- Task description
Write out the material below verbatim, keeping every line in order.

·····

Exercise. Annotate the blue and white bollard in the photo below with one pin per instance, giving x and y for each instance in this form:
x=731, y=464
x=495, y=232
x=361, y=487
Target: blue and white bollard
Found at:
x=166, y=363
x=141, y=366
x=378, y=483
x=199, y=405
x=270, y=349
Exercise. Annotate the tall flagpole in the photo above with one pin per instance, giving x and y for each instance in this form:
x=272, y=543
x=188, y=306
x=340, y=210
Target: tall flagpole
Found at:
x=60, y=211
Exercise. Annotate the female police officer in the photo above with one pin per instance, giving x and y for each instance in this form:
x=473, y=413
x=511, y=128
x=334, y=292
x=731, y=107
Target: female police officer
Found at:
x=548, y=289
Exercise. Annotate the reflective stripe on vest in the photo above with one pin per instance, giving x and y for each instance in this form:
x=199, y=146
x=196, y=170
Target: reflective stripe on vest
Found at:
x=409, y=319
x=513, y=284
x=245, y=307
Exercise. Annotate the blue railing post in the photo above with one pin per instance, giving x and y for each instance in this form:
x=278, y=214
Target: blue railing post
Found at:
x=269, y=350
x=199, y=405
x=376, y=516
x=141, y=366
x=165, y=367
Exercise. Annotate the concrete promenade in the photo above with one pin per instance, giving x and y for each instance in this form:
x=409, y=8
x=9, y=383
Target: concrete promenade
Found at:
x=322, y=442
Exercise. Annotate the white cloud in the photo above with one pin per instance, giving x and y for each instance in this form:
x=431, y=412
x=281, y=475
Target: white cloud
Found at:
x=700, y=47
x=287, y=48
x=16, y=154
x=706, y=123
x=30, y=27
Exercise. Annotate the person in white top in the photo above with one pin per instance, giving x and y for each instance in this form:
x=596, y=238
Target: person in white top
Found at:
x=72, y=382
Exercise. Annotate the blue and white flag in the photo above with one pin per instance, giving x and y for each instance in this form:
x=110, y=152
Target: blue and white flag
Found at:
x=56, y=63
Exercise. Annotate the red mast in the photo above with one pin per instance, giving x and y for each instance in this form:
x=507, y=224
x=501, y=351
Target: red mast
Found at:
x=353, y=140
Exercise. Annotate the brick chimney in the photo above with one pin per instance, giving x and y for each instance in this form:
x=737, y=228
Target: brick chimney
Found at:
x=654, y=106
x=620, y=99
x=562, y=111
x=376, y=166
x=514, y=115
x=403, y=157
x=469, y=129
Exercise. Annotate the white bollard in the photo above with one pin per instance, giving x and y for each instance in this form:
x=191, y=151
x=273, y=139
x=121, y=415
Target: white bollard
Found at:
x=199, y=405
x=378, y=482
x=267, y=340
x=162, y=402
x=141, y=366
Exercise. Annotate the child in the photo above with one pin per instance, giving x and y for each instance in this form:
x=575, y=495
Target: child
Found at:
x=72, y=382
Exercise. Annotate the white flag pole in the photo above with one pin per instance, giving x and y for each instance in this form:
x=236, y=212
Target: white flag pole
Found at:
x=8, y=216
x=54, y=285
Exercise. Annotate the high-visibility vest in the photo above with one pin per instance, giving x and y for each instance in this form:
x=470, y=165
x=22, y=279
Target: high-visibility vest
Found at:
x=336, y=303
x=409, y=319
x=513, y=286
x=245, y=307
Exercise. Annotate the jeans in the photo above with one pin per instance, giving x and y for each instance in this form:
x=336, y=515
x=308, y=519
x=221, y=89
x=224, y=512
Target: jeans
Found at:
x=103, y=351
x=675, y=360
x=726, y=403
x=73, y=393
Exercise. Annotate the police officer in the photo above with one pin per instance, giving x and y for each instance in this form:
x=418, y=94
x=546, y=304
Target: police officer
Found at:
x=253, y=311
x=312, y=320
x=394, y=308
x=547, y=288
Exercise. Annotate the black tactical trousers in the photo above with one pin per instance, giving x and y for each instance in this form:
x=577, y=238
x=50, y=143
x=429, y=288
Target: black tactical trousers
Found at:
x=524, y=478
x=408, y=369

·····

- Correct response
Exercise. Annotate the blue and white bollard in the photo below with one pin per instance, giving x and y for each instance in this form:
x=731, y=464
x=495, y=232
x=361, y=487
Target: blue and white bollard
Found at:
x=166, y=363
x=141, y=366
x=378, y=483
x=199, y=405
x=270, y=349
Exercise. Annotate the tall flagpole in the photo above with one pin per instance, giving x and y for each instance in this form:
x=272, y=543
x=188, y=306
x=340, y=210
Target: tall flagpole
Found at:
x=60, y=211
Exercise. Annotate the female police officer in the photo above with one pin per instance, giving x and y for each instance in this form:
x=473, y=413
x=511, y=128
x=334, y=292
x=731, y=107
Target: female police officer
Found at:
x=548, y=289
Exercise. Annotate the reflective stripe on vest in the photo above with one pin per instance, giving x and y for each instance in this form:
x=199, y=146
x=196, y=170
Target: reflective stripe on vest
Found at:
x=409, y=319
x=513, y=284
x=245, y=307
Exercise. Annotate the blue railing post in the photo above with one pin per instance, giving x and y for each instance in this form:
x=278, y=214
Target: blue railing post
Found at:
x=269, y=350
x=199, y=405
x=376, y=516
x=141, y=366
x=165, y=367
Exercise. Annotate the concrete promenade in the photo above with one pin per instance, giving x and y for each instance in this form:
x=409, y=8
x=9, y=383
Target: concrete promenade
Found at:
x=322, y=442
Exercise. Annotate the white cloud in the photo above with one pin per instance, giving x and y for each instance in this form:
x=431, y=412
x=281, y=475
Target: white cloud
Found at:
x=700, y=47
x=287, y=48
x=16, y=154
x=706, y=123
x=30, y=27
Exercise. Annotate the person in white top in the photo above with one pin per instance, giving x and y for each instance in this form:
x=596, y=238
Target: person in white top
Found at:
x=72, y=382
Exercise. Annotate the blue and white flag in the photo above with one pin per instance, giving x and y for each instance in this form:
x=110, y=152
Target: blue and white flag
Found at:
x=56, y=63
Exercise. Annotate the red mast in the photo above with one pin per instance, giving x and y for each instance in this form:
x=507, y=224
x=501, y=351
Target: red mast
Found at:
x=353, y=140
Exercise. Annotate the brick chimney in the photo above with one pin per instance, giving x and y for each instance in this form:
x=737, y=228
Target: brick chimney
Found at:
x=654, y=106
x=620, y=99
x=562, y=111
x=376, y=166
x=514, y=115
x=403, y=157
x=469, y=129
Exercise. Annotate the white bollard in the photo above with one pin per instance, giving x and y for each instance in this form:
x=191, y=151
x=273, y=139
x=121, y=415
Target: white bollard
Found at:
x=199, y=405
x=378, y=482
x=267, y=340
x=162, y=402
x=141, y=366
Exercise. Annotate the child in the photo above with one pin per instance, giving x and y for each instance in this form:
x=575, y=495
Target: child
Found at:
x=72, y=382
Exercise. Annotate the white flag pole in the photo above with one pin per instance, giving x and y for each instance in this form:
x=236, y=212
Target: white flag pole
Found at:
x=8, y=216
x=54, y=285
Exercise. Annotate the high-visibility vest in the photo above with one pin per instance, giving x and y for each instance in this form:
x=470, y=165
x=22, y=279
Target: high-visibility vest
Found at:
x=336, y=303
x=409, y=319
x=513, y=286
x=245, y=307
Exercise. Annotate the jeans in the photo above with one pin per instance, giving x and y for each instance in this form:
x=336, y=515
x=308, y=519
x=221, y=89
x=224, y=512
Target: jeans
Found at:
x=103, y=351
x=675, y=360
x=726, y=403
x=73, y=393
Exercise. Annotate the police officer in the photo above with one pin per instance, giving x and y for each instance in this form:
x=418, y=94
x=546, y=304
Target: police officer
Found at:
x=253, y=311
x=312, y=320
x=394, y=308
x=547, y=288
Exercise. Annotate the black tactical trousers in the photo above with one pin per instance, giving x and y for each instance in this form:
x=577, y=238
x=50, y=143
x=429, y=288
Target: black tactical trousers
Found at:
x=524, y=478
x=408, y=369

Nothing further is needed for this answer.